■ **Aim of the exercise**
Make an exact copy of the entries, and keep any pictures out of it.
--- START Records for this task ---
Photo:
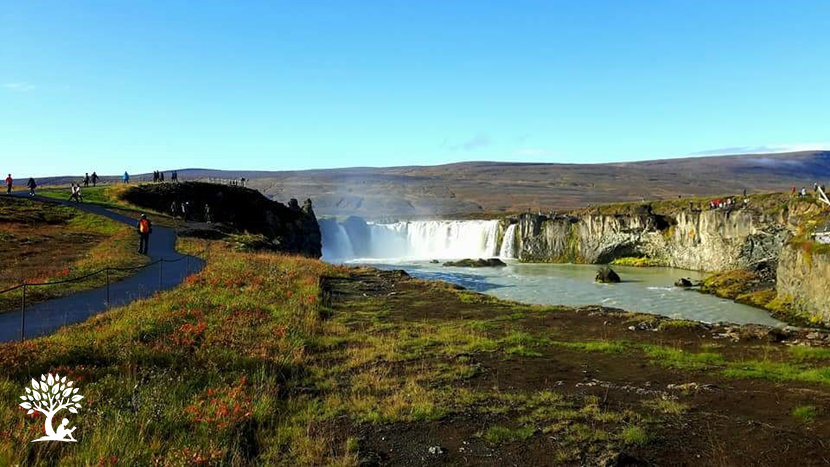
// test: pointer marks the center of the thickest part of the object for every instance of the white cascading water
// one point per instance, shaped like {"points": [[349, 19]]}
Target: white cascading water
{"points": [[508, 244], [414, 240], [336, 244]]}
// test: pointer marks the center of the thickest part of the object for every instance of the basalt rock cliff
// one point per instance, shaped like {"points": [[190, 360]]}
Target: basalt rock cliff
{"points": [[770, 236], [290, 229]]}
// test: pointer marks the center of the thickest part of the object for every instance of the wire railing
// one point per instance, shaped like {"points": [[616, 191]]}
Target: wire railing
{"points": [[26, 286]]}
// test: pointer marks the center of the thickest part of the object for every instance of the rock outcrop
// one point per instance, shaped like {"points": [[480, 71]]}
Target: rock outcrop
{"points": [[759, 238], [290, 229], [698, 240], [803, 281], [607, 275]]}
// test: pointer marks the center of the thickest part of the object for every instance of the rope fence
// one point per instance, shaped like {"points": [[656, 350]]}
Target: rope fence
{"points": [[106, 271]]}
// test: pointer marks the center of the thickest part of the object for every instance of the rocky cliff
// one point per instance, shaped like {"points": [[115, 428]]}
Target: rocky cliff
{"points": [[768, 237], [290, 229], [804, 280], [706, 240]]}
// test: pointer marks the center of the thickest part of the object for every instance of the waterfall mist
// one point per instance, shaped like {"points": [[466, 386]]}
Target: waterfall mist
{"points": [[414, 240]]}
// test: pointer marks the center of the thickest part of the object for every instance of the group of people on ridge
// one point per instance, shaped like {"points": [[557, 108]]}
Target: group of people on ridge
{"points": [[158, 176]]}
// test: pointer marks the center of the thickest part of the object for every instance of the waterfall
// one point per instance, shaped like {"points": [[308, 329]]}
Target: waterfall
{"points": [[508, 244], [336, 241], [414, 240]]}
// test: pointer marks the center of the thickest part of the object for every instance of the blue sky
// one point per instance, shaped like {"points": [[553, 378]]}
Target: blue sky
{"points": [[138, 85]]}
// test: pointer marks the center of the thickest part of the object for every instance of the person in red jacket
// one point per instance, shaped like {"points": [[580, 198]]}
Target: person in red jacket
{"points": [[145, 228]]}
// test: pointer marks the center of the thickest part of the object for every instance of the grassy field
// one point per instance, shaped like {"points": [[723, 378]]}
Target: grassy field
{"points": [[281, 360], [41, 242], [110, 197]]}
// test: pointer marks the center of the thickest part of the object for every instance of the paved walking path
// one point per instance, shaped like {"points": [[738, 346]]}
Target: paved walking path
{"points": [[47, 317]]}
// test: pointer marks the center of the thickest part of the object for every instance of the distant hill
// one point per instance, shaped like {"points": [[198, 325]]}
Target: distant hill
{"points": [[471, 188]]}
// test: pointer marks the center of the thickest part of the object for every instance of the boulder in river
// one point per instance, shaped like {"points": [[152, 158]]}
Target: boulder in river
{"points": [[477, 263], [607, 275], [683, 282]]}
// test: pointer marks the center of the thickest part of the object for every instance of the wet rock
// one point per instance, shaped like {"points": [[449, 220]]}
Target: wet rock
{"points": [[607, 275], [691, 387], [476, 263], [683, 282], [436, 450]]}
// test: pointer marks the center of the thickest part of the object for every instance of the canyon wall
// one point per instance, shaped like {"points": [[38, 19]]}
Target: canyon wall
{"points": [[711, 240], [804, 281]]}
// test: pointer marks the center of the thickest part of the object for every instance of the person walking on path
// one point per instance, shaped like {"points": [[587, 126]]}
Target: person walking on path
{"points": [[145, 228], [32, 184], [75, 194]]}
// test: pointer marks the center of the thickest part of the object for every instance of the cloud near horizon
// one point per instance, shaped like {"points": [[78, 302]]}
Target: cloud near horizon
{"points": [[763, 149]]}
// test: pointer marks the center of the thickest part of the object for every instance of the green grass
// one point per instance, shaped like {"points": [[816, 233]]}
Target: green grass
{"points": [[809, 353], [598, 346], [60, 243], [667, 406], [775, 371], [682, 360]]}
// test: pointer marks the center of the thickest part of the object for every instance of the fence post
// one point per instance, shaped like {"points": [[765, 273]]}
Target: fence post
{"points": [[108, 288], [23, 315]]}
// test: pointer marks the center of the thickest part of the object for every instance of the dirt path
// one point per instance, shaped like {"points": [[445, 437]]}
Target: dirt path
{"points": [[47, 317], [602, 376]]}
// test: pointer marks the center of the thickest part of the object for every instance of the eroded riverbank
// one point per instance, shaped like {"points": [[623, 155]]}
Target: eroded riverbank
{"points": [[644, 290]]}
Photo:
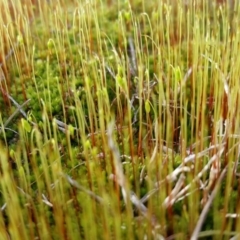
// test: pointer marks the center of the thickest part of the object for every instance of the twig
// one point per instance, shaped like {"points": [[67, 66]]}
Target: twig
{"points": [[207, 206]]}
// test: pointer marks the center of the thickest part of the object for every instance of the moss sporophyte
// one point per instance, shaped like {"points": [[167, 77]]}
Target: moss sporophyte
{"points": [[119, 119]]}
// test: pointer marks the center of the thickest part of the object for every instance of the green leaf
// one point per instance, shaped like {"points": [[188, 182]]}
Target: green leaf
{"points": [[26, 126]]}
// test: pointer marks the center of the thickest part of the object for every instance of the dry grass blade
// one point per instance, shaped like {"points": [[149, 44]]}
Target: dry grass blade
{"points": [[208, 205]]}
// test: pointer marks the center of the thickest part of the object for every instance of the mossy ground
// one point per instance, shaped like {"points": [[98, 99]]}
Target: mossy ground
{"points": [[167, 76]]}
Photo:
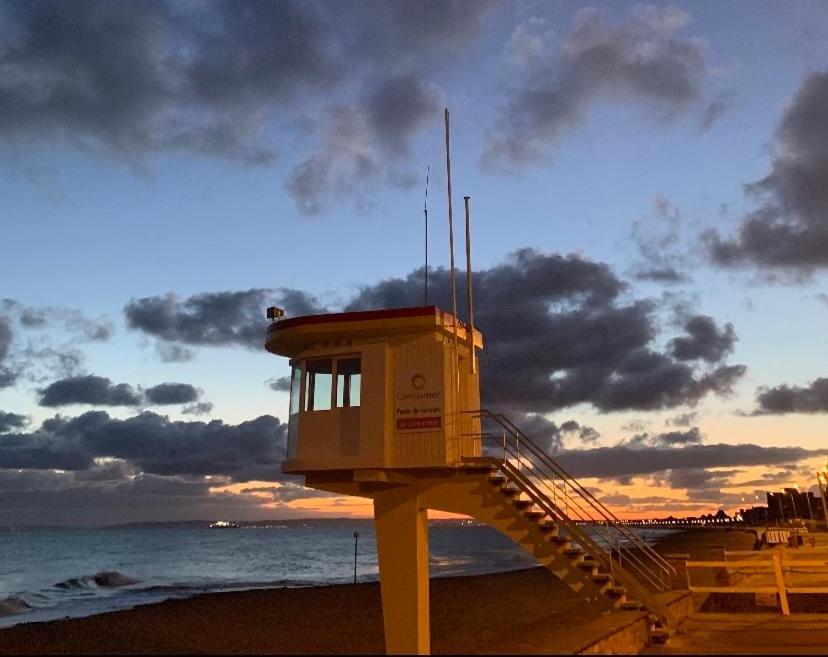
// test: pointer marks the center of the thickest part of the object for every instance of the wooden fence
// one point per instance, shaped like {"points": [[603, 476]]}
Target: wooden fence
{"points": [[776, 563]]}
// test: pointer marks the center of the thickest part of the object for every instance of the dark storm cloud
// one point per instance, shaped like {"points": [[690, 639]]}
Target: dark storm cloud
{"points": [[558, 334], [665, 275], [215, 318], [704, 340], [101, 391], [622, 460], [150, 76], [89, 389], [9, 421], [789, 227], [548, 435], [812, 398], [645, 58], [172, 393], [153, 444]]}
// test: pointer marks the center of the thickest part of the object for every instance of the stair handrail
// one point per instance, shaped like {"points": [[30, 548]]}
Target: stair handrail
{"points": [[580, 536], [606, 515], [588, 497], [625, 578]]}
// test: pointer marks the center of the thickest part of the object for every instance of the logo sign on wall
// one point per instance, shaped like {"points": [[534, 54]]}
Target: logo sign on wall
{"points": [[418, 400]]}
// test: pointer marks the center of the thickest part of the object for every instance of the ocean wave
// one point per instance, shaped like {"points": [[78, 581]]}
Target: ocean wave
{"points": [[13, 605], [103, 579]]}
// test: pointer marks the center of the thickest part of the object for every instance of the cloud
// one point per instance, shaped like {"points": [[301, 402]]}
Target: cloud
{"points": [[812, 398], [210, 80], [704, 340], [89, 389], [101, 391], [81, 327], [172, 393], [789, 227], [8, 376], [363, 145], [199, 408], [626, 461], [152, 444], [666, 439], [173, 353], [715, 109], [287, 492], [682, 419], [9, 421], [113, 495], [155, 76], [279, 384], [645, 58], [215, 318], [575, 340], [656, 237]]}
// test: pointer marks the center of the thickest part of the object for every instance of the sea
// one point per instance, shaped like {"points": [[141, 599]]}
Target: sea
--- END Records for this task ---
■ **Output**
Photo:
// test: pointer marks the center of the thickest part of the object for every instance of the white cascading water
// one point per instance, shaped like {"points": [[349, 19]]}
Target: white cascading water
{"points": [[508, 244], [414, 240], [336, 244]]}
// test: pointer marks the center of the thickest part of the object for every instance of the basalt rock cliff
// one point per instance, shaped like {"points": [[190, 360]]}
Target: basalt rock cliff
{"points": [[770, 236], [290, 229]]}
// test: pointer marks the center of the thickest part of the object for every instance of the wire railing
// one point per instance, shaped like {"points": [[616, 191]]}
Target: wire railing
{"points": [[26, 286]]}
// test: pointer marks the center of the thickest part of the object for every instance of the rock outcrop
// one point per instance, shaped like {"points": [[480, 71]]}
Target: rock outcrop
{"points": [[759, 238], [290, 229], [698, 240], [803, 281], [607, 275]]}
// test: pointer marks the center of the thickest part of the object for every instance of the rope fence
// one point per instance, shaped like {"points": [[656, 350]]}
Target: rope fence
{"points": [[106, 271]]}
// test: pointer marks the center of the thickest part of the object for every instance of the rocky cliff
// one point per instance, shaped like {"points": [[115, 428]]}
Target: rocky cliff
{"points": [[768, 237], [290, 229], [804, 280], [706, 240]]}
// test: pointer marks the center of the thickest part of the object for every instance of the waterfall mist
// one point per instance, shaped like {"points": [[466, 386]]}
Target: waterfall mist
{"points": [[414, 240]]}
// test: pointer marks the center of the thickest part of the object for every instance of the group of people on ridge
// one point per instance, shaped like {"points": [[557, 108]]}
Target: group of people on ridge
{"points": [[158, 176]]}
// test: pointer marks the center of the thickest part of the object for every instance of the waterfall
// one point per instance, shaped like {"points": [[308, 329]]}
Target: waterfall
{"points": [[508, 244], [336, 241], [414, 240]]}
// test: pointer marks the center of the thickest part of the object for every instance of the blue sky
// one point per instance, shaped like {"points": [[553, 378]]}
Target: blue sky
{"points": [[138, 85]]}
// test: pointer marks the center of the thickest part of the object for every instance of the person in red jacket
// one point per instance, shaped like {"points": [[580, 198]]}
Target: person in red jacket
{"points": [[145, 228]]}
// test: pointer marks the center of the thickest part of the object for every instance of the grassy field
// one point per instance, shaped like {"points": [[723, 378]]}
Target: grassy field
{"points": [[281, 360], [41, 242], [110, 197]]}
// test: pointer marks the center of the thickest part of the object for every instance of the paved walking path
// one point per instance, shaped like {"points": [[738, 346]]}
Target: paved walking path
{"points": [[47, 317]]}
// test: pointer marks the center of the thickest part of the object for every instance of the distant hill
// one point per instance, shaped like {"points": [[198, 325]]}
Target: distant hill
{"points": [[471, 188]]}
// test: pointer marks the center of the thickest part of the object for every instance of the boulder in river
// one point per instance, shaped like {"points": [[152, 158]]}
Target: boulder in river
{"points": [[477, 263], [607, 275], [683, 282]]}
// test: pointer marks the center of the thickest part of the object for every instance of the wet rock
// one point per instance, shaped like {"points": [[449, 220]]}
Target: wet rock
{"points": [[607, 275], [691, 387], [476, 263], [683, 282], [436, 450]]}
// test: pointer marks the center of the thickest part of the object for every instance of the canyon wall
// one point per instance, shaped like {"points": [[38, 19]]}
Target: canyon wall
{"points": [[711, 240], [804, 281]]}
// test: pointer marks the center of the thickest part of the object for every instance of the person walking on path
// one point per instance, shaped like {"points": [[587, 126]]}
Target: person walking on path
{"points": [[145, 228], [32, 184], [75, 194]]}
// test: pointer marks the center of the thickest part of the object for every instance of the cloud near horizon
// one point per instance, shaped like {"points": [[78, 302]]}
Target: cloud near horizon
{"points": [[763, 149]]}
// test: pointer marks the center of the thickest part of the object for every instance of the green grass
// one point per instance, shaped like {"points": [[816, 233]]}
Target: green grass
{"points": [[809, 353], [598, 346], [60, 243], [667, 406], [775, 371], [682, 360]]}
// test: pointer marks the center of the thickest part of the object for every instance of the fence post
// one point per instance, shaped like {"points": [[765, 273]]}
Target: fence post
{"points": [[108, 288], [23, 315]]}
// test: pointer marks the center of the thickest part of the object for every instance of the dirt path
// one point per instance, shaped like {"points": [[445, 437]]}
Target: dirt path
{"points": [[47, 317], [602, 376]]}
// test: pointer marks the center of the thickest part of the object for every instance of the eroded riverbank
// one point per instance, shaped like {"points": [[623, 155]]}
Target: eroded riverbank
{"points": [[644, 290]]}
Photo:
// test: pointer marks the center of the thickest part of the object for every instance of the twig
// one point per instance, shaped like {"points": [[67, 66]]}
Target: twig
{"points": [[207, 206]]}
// test: pointer marks the center of the thickest part of the object for every instance of the moss sporophyte
// one point per instance, shaped like {"points": [[167, 77]]}
Target: moss sporophyte
{"points": [[119, 119]]}
// test: pointer marks the center of the thickest part of the object for every instance of the green leaf
// one point per instance, shaped like {"points": [[188, 182]]}
Target: green leaf
{"points": [[26, 126]]}
// test: pointer marks the center of the thickest part of the object for every instance of the dry grass blade
// one point per instance, shaped like {"points": [[149, 44]]}
Target: dry grass blade
{"points": [[208, 205]]}
// test: pointer marks the center of the thickest part of the object for every instance of the mossy ground
// one point per instance, shaped like {"points": [[98, 99]]}
Target: mossy ground
{"points": [[167, 76]]}
Photo:
// test: pointer marks the center of the thickest part of the object for every instance of the wooden fence
// one point per instance, shaped like {"points": [[603, 476]]}
Target: wooden fence
{"points": [[776, 563]]}
// test: pointer marks the center of the thickest part of the object for every instance of the dark storm cloud
// one point per instance, shaped like {"points": [[690, 639]]}
Target: dark storm cloud
{"points": [[558, 334], [665, 275], [215, 318], [704, 340], [101, 391], [622, 460], [150, 76], [89, 389], [9, 421], [789, 227], [548, 435], [812, 398], [645, 58], [172, 393], [153, 444]]}
// test: pointer marks the center of the thickest part of the object for every instance of the stair handrail
// one point per instance, shaped like {"points": [[30, 548]]}
Target: stair handrail
{"points": [[580, 536], [606, 515], [588, 497], [625, 578]]}
// test: pointer marks the center of the thickest part of the object for every instance of the logo sign on wall
// one point per instance, shaped like {"points": [[534, 54]]}
Target: logo sign on wall
{"points": [[418, 400]]}
// test: pointer marks the center of the thickest part of the object for every instance of the ocean wave
// one point per instance, shaped like {"points": [[78, 581]]}
Target: ocean wave
{"points": [[13, 605], [103, 579]]}
// test: pointer marks the center of the thickest part of the object for every instance of the cloud
// one point per instance, shaped like {"points": [[301, 402]]}
Target: cloud
{"points": [[812, 398], [210, 80], [704, 340], [89, 389], [101, 391], [81, 327], [172, 393], [789, 227], [8, 376], [363, 145], [199, 408], [626, 461], [152, 444], [666, 439], [173, 353], [715, 109], [287, 492], [682, 419], [9, 421], [113, 495], [155, 76], [279, 384], [645, 58], [215, 318], [575, 340], [656, 237]]}
// test: pointer marks the center of the thickest part of the object for every instance of the sea
// one point per instance, shaped like {"points": [[141, 599]]}
Target: sea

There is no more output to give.